**VORLIEGENDER TEXT**
Margaret Thatcher: Wie die Eiserne Lady Großbritannien prägte | ABC-Z

Margaret Thatcher war eine Ausnahmepolitikerin – und noch heute bewegt sie die Gemüter im Vereinigten Königreich. Nur wenige Politiker verändern ein Land tiefgreifend und prägen eine ganze Epoche. Großbritannien war „nach Thatcher“ ein anderes Land als zuvor. Die Tochter eines Krämerladenbesitzers aus Grantham, deren 100. Geburtstag bevorsteht, regierte länger als Churchill und jeder andere Premier im 20. Jahrhundert. Sie ist noch immer präsent: Etwa auf dem Parteitag der Konservativen in dieser Woche in Manchester, wo sie Kostüme, Pappfiguren und Bilder der „Eisernen Lady“ ausstellten. Hier wird sie wie eine Ikone behandelt.
Ihre Anhänger sahen in ihr die Retterin, die das Land vor dem weiteren Abstieg bewahrte und ihm eine neue wirtschaftliche Dynamik gab. „Sie hat Großbritannien gestärkt in der Welt hinterlassen, die britische Wirtschaft gestärkt und den Stolz der Briten als Nation gestärkt“, meint der Historiker Anthony Seldon. Bemerkenswert war Thatchers Aufstieg auch, weil sie sich als erste Frau in einer durch und durch männlich dominierten Tory-Partei durchsetzen konnte. Ihre Gegner sahen in ihr dagegen eine kalte Anhängerin des Kapitalismus, die alte Industrien beerdigte und mehr Ungleichheit brachte. „Thatcherismus“ wurde zu einem kontroversen Schlagwort.

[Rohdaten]
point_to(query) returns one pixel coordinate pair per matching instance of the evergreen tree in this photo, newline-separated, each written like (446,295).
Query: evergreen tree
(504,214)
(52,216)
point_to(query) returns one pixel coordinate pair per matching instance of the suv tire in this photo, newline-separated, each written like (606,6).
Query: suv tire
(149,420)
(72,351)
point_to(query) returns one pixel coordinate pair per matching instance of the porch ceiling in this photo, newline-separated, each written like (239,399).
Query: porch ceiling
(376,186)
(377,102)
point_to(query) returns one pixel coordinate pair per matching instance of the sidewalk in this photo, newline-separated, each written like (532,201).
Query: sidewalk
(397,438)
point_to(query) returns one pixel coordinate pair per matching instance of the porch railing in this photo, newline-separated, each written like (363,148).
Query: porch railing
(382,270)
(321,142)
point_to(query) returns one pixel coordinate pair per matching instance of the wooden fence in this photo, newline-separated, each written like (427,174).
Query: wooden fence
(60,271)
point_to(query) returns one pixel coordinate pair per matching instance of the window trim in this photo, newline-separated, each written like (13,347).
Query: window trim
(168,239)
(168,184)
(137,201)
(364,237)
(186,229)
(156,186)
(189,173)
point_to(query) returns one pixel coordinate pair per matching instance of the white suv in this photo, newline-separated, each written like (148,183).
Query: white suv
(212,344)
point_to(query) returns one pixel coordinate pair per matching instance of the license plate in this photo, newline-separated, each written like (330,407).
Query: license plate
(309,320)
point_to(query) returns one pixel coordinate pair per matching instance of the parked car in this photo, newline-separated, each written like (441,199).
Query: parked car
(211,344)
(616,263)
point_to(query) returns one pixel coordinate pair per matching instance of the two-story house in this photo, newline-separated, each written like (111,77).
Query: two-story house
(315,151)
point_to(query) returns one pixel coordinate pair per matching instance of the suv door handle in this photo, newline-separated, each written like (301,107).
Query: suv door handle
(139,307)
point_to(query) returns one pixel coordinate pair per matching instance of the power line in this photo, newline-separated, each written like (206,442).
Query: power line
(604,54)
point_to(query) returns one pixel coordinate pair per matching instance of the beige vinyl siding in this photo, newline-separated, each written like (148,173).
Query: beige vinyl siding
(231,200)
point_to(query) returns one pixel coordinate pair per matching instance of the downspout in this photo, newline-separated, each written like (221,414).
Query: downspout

**AUFGABE A**
Beantworten Sie anhand des Textes über Margaret Thatcher:
(i) Aus welchem Ort stammte Thatcher?
(ii) In welcher Stadt fand der Parteitag der Konservativen statt?
(iii) Welcher Historiker wird zitiert?
**AUFGABE B**
Übertragen Sie aus dem Text über Margaret Thatcher alles von „Ihre Anhänger sahen“ bis einschließlich „einem kontroversen Schlagwort.“ wortgetreu.
Die Daten werden dafür nicht gebraucht.

**ANTWORT A**
(i) Grantham
(ii) Manchester
(iii) Anthony Seldon

**ANTWORT B**
Ihre Anhänger sahen in ihr die Retterin, die das Land vor dem weiteren Abstieg bewahrte und ihm eine neue wirtschaftliche Dynamik gab. „Sie hat Großbritannien gestärkt in der Welt hinterlassen, die britische Wirtschaft gestärkt und den Stolz der Briten als Nation gestärkt“, meint der Historiker Anthony Seldon. Bemerkenswert war Thatchers Aufstieg auch, weil sie sich als erste Frau in einer durch und durch männlich dominierten Tory-Partei durchsetzen konnte. Ihre Gegner sahen in ihr dagegen eine kalte Anhängerin des Kapitalismus, die alte Industrien beerdigte und mehr Ungleichheit brachte. „Thatcherismus“ wurde zu einem kontroversen Schlagwort.